● **ASSIGNMENT**
Return nothing but the lines from the line containing "# point at: denim" through the last line of the records, reproduced exactly.

---

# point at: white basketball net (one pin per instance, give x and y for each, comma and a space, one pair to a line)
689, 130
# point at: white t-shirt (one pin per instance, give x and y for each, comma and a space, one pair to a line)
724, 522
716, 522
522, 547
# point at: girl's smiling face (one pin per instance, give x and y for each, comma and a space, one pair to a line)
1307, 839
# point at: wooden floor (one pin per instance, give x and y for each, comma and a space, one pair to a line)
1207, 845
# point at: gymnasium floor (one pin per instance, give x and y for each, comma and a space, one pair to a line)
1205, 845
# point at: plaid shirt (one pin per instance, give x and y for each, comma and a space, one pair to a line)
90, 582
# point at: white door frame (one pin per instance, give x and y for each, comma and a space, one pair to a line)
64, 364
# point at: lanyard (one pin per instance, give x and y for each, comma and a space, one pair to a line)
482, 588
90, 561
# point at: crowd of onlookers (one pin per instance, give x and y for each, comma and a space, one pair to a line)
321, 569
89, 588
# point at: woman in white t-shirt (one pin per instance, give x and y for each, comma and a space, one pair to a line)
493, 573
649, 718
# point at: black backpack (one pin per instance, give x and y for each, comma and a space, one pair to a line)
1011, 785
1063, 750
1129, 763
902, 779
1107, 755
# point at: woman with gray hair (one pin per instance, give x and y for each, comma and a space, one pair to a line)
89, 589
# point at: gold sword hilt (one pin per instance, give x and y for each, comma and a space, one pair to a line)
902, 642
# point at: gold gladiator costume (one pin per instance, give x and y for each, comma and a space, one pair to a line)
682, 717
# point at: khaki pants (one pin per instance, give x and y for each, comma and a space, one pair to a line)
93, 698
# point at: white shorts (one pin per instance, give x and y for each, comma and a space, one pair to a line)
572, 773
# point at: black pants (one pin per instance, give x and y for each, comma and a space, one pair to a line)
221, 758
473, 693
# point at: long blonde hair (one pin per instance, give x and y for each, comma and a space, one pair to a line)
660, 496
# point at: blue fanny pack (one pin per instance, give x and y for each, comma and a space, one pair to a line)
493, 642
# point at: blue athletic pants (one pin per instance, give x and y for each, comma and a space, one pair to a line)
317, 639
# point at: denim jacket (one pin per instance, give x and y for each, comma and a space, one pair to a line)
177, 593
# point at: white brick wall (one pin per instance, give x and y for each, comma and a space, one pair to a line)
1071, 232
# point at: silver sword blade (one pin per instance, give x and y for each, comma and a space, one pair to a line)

---

● **RESPONSE**
# point at: denim jacket (one pin per instance, give x and y for each, comma and a space, one pair to a line)
177, 593
# point at: white brick wall (one pin per instance, give x and y for each, comma and a space, one pair to a line)
1071, 232
# point at: silver sword blade (one pin per instance, give x and y for each, comma and a space, one pair to a line)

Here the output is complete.